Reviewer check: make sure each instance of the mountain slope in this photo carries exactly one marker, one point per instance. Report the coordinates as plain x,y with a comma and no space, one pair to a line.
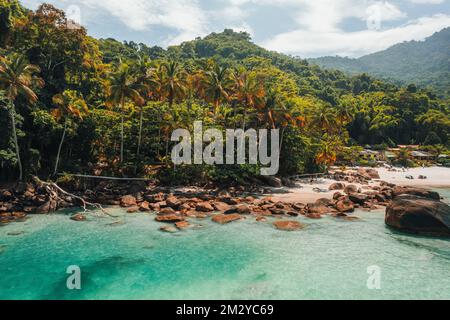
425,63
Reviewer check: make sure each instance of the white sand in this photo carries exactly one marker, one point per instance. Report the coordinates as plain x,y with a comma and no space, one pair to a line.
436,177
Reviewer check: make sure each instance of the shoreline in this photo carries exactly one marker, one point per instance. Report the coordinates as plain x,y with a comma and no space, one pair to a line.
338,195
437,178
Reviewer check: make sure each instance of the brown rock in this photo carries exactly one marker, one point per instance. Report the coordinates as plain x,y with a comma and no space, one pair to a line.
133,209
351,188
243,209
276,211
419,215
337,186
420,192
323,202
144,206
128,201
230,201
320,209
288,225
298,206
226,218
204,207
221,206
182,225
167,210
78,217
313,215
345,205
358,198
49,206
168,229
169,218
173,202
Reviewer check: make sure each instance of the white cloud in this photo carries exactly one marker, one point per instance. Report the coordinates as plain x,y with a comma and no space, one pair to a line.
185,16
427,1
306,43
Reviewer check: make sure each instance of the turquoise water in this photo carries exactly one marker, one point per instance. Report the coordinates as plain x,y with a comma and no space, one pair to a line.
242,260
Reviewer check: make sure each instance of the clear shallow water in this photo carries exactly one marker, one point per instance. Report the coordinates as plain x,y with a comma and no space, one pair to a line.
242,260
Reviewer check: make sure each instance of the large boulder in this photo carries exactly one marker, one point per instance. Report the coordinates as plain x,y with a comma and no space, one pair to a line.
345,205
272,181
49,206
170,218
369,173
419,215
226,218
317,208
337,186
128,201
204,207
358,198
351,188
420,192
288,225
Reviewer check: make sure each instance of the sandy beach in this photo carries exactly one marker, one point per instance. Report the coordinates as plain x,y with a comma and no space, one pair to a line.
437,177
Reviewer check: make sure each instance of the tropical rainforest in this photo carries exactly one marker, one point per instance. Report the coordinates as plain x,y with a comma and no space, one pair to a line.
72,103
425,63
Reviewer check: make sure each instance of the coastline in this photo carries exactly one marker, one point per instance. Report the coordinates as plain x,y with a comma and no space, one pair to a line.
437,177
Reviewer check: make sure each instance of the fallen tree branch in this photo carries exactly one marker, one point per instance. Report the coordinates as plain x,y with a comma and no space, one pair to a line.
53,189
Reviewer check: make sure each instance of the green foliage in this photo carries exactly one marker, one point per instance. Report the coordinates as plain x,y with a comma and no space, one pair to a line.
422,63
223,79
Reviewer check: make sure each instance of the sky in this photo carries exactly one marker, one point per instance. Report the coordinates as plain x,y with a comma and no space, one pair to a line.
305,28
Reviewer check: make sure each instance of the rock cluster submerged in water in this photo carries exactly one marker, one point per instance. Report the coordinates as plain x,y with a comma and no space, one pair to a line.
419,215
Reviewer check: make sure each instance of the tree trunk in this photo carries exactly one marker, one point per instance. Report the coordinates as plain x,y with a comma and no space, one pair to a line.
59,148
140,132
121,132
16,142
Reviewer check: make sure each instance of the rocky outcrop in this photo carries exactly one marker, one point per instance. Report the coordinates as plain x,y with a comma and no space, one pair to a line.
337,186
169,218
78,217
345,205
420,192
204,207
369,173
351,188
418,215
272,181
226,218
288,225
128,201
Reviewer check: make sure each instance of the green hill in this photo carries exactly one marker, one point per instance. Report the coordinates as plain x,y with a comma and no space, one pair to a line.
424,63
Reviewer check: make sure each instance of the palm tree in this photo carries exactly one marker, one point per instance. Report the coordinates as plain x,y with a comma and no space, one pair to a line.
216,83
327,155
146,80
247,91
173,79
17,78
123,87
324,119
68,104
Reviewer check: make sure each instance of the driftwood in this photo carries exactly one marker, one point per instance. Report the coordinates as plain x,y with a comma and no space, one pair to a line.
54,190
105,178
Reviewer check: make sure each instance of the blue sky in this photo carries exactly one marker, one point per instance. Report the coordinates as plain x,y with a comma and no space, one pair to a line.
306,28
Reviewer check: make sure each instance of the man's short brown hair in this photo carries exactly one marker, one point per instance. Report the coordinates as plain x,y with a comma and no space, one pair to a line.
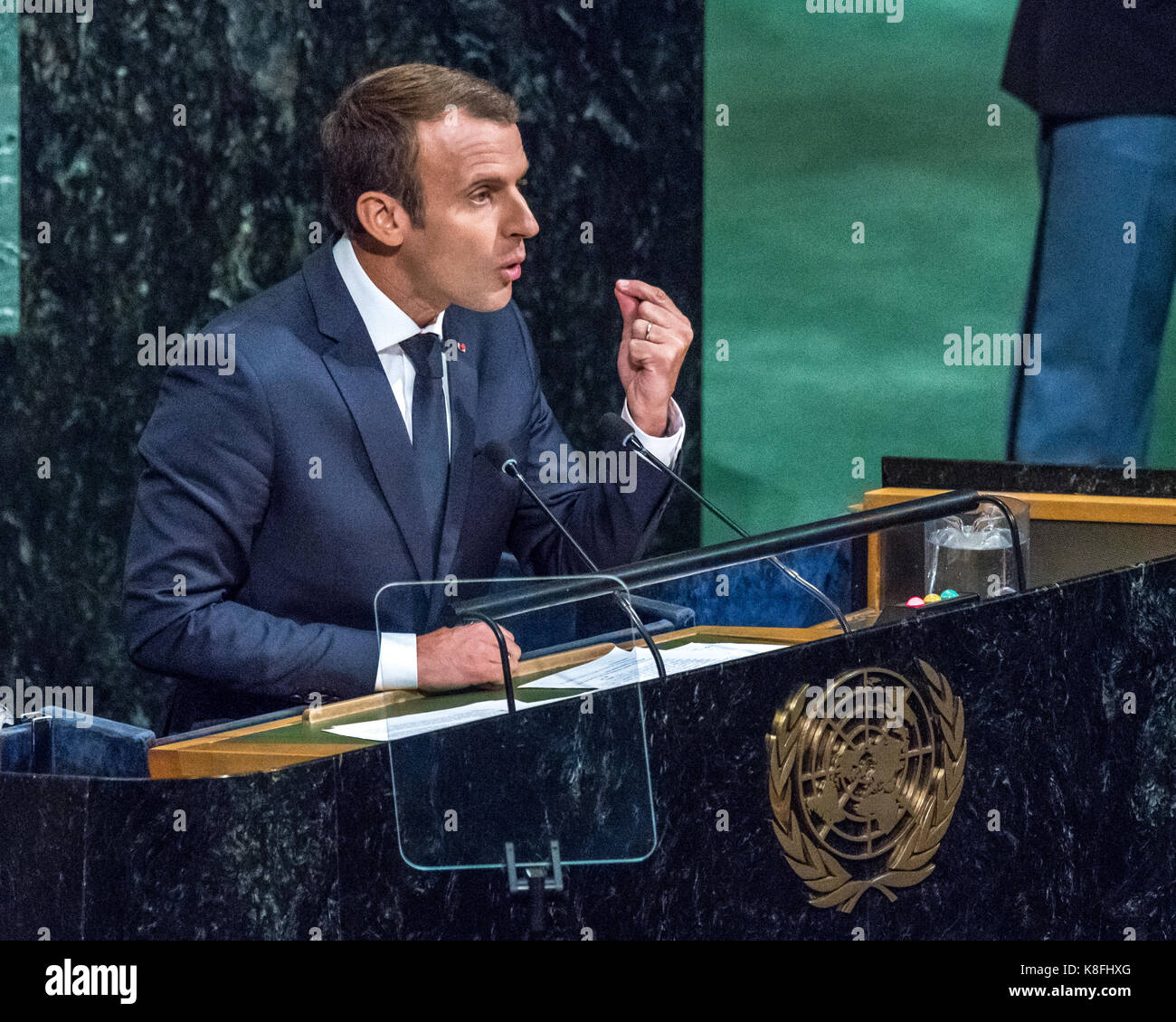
------------------------------------------------
● GOAL OF THE EXERCISE
Exclude the images and reproduce the remaining data exactly.

● EXERCISE OUTPUT
Reviewer check: make sure each instance of the mountain slope in this photo carries exactly one marker, one point per instance. Report the coordinates as plain x,y with a comma and no space, one pair to a line.
425,63
Reviewer check: make sure each instance of the white sand in this photo carries exactly one marker, one point per instance. Report the coordinates as plain x,y with a comma and no space, one pair to a line.
436,177
Reviewer check: make sure each instance of the shoreline in this photo carries exactly one marker, one point per instance. Report the coordinates as plain x,y with a comma and no space, one pair to a line.
338,195
437,178
Reviewer check: make sure each instance of the brown rock in this photo carries exactly one marker, one point per instance. Report the coordinates as plain x,y with a comma and no space, one pair to a line.
133,209
351,188
243,209
276,211
419,215
337,186
420,192
323,202
144,206
128,201
230,201
320,209
288,225
298,206
226,218
204,207
221,206
182,225
167,210
78,217
313,215
345,205
358,198
49,206
168,229
169,218
173,202
Reviewer check: make sure each instance of the white cloud in this photo carries exactly one marker, one point per instance. Report the coordinates as plain x,y with a comma and no space, one pair to a line.
185,16
427,1
306,43
Reviewer check: make sure each instance of the turquoise water in this photo carries exactly one marker, one point per instance. Report the coordinates as plain x,y with a comma and no space, one pair to a line.
242,260
Reviewer check: make sure each instance of the clear shallow water in this photo carries exactly one marker, one point per instance. Report the coordinates as plain x,y with a comma and no space, one pair to a line.
242,260
Reviewer check: make sure each instance of the large boulder in this photo carries exactly one marker, one point per instance. Report the coordinates as plain x,y with a comma and no space, one pair to a line.
345,205
272,181
49,206
170,218
369,173
419,215
226,218
317,208
337,186
128,201
204,207
358,198
351,188
420,192
288,225
Reviewer check: make sure each instance of the sandy beach in this photo carries exactly one marker, one point per instance. Report the coordinates as plain x,y with a comma and no space, one pair to a line.
437,177
Reviewer check: make sure each instance of the tropical rainforest in this photo carries exactly one marker, one point per instance. Report the coordinates as plain x,y with a comma and no space, one pair to a line.
72,103
425,63
Reviewer check: make sure each instance of the coastline in this photo carries exactly one marker, one point per instance. Report the coordinates as plain x,y with a comma and no space, one pair to a line.
437,177
Reviewer check: make sure each instance of the fallen tree branch in this photo carries exactly one marker, one point per instance. Report the coordinates as plain x,y with a comma and no space, one pair to a line.
53,189
Reviewer check: make sure each instance of the green foliage in this photo carries exactly one marker, one point per instance. Report the coordinates as plain x,y with a comma and no space, one pair to a line.
422,63
223,79
Reviewer check: make sure each instance of the sky in this photo carries exactly one marker, one point per instance. Report the coordinates as plain x,y with a comma and no space, one pair to a line.
305,28
Reviewer check: make sure each instance of the rock cluster submerged in water in this photo carries exactly one marker, one point per instance. Report the coordinates as plain x,y with a comma and no space, one pair to a line.
419,215
Reviewer check: make sure each instance of the tree trunk in this photo carries exactly one marker, one point per instance. Report the coordinates as plain x,y with a comma and no space, one pair to a line.
59,148
140,132
121,132
16,142
Reviewer check: make sure each instance of the rocky outcrop in this photo carries exactly one marker, one point per instance. Report the coordinates as plain x,y with a comma and no space, one pair to a line.
337,186
169,218
78,217
345,205
420,192
204,207
369,173
351,188
418,215
272,181
226,218
288,225
128,201
Reviewer check: make sure each instance of the green hill in this photo carries exactly one marker, one point per instance. Report the coordinates as plain x,y with a comma and no space, one pair to a line.
424,63
Reviewer check: make sure each instance of the palm tree in this photo carries exactly one marker, one point per instance. Report the coordinates as plain x,y with a comma and no space, one pair to a line.
216,83
327,155
146,80
247,91
173,79
17,78
123,87
324,119
68,104
Reviewer check: make sure each instance of the driftwood in this photo carries exactly one marker, one point per instance. Report the coordinates as plain x,y with a comma and no space, one pair to a line.
54,190
105,178
Reviewer check: make sure each instance of the blue sky in this photo carries exactly one marker, one point per instance. Report the coordinates as plain x,y with a comma and no space, one pair to a line.
306,28
Reviewer check: make sure each instance of the man's short brown hair in this photo carries exactly one marker, one point per instance. Report the coordinates as plain x,y with a comma and no space, one pair to a line.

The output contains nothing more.